** BEGIN **

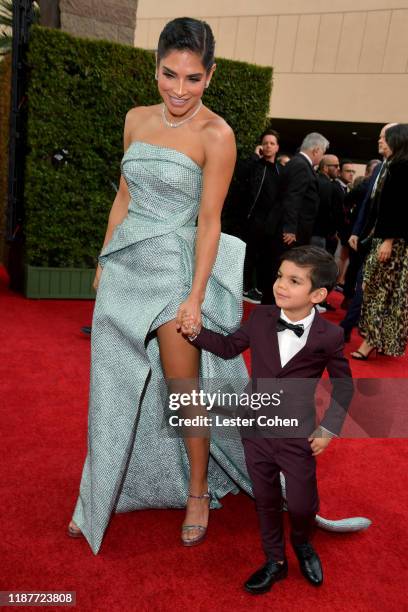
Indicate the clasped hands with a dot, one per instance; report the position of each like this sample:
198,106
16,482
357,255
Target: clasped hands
188,319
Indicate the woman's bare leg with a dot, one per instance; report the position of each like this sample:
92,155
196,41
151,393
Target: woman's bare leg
180,362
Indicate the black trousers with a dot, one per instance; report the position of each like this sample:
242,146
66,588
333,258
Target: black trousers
265,459
356,260
254,237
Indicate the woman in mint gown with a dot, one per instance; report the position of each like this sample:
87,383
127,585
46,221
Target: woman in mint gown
156,265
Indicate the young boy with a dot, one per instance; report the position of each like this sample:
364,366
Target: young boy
289,340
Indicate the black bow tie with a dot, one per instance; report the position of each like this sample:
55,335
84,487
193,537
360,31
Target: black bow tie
281,325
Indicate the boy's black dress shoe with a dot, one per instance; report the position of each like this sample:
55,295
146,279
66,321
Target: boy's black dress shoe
309,563
263,579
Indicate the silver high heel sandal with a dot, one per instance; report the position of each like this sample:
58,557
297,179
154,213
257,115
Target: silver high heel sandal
203,530
74,533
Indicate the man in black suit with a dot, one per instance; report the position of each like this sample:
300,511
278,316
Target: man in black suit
325,227
299,203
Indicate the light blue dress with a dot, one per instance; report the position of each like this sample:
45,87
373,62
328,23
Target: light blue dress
148,265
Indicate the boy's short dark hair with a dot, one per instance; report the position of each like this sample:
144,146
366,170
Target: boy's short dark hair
324,270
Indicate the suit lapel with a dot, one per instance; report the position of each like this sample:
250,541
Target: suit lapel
313,341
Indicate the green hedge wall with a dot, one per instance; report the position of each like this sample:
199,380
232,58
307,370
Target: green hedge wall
5,83
79,93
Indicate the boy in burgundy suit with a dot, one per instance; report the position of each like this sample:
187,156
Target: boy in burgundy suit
289,340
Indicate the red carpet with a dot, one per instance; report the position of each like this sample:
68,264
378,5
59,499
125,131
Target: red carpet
44,384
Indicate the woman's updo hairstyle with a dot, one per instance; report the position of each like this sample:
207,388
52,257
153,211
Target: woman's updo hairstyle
185,33
396,137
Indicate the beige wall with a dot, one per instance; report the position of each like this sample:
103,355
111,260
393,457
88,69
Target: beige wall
335,60
108,19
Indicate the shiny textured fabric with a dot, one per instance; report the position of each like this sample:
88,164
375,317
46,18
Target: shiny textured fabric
147,273
132,462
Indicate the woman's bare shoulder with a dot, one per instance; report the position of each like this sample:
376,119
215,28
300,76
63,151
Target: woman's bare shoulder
216,131
141,112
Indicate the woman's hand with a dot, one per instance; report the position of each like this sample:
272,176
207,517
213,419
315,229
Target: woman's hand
189,314
384,251
188,328
97,277
353,242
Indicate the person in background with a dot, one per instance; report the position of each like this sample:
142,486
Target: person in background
324,228
342,185
251,198
355,199
384,316
291,221
360,238
283,158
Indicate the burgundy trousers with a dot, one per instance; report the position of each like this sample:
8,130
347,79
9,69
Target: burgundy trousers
265,458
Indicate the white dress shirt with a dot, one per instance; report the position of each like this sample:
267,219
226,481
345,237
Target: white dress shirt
289,342
307,157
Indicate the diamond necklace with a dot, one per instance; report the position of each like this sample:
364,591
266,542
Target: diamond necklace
170,124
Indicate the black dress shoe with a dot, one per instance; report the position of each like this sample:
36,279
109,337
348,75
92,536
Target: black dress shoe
263,579
309,563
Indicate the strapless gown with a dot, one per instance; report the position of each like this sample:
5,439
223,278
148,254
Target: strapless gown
132,461
147,273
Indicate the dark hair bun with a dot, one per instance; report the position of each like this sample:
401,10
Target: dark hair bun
185,33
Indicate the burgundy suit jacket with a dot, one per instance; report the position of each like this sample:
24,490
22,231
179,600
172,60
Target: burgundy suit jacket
323,350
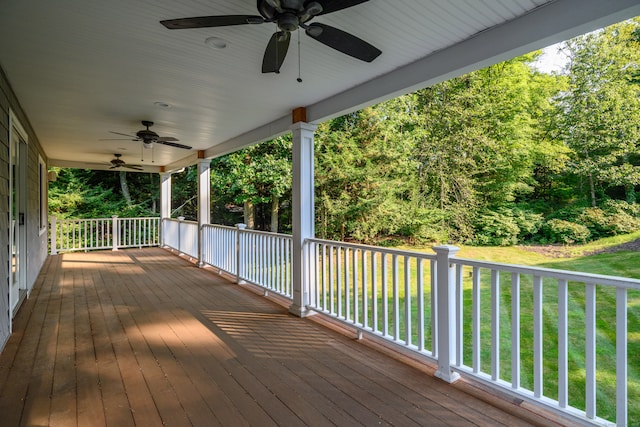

** END **

Tally how many lines of the records contain the word "person". Give only the number.

- Exercise response -
2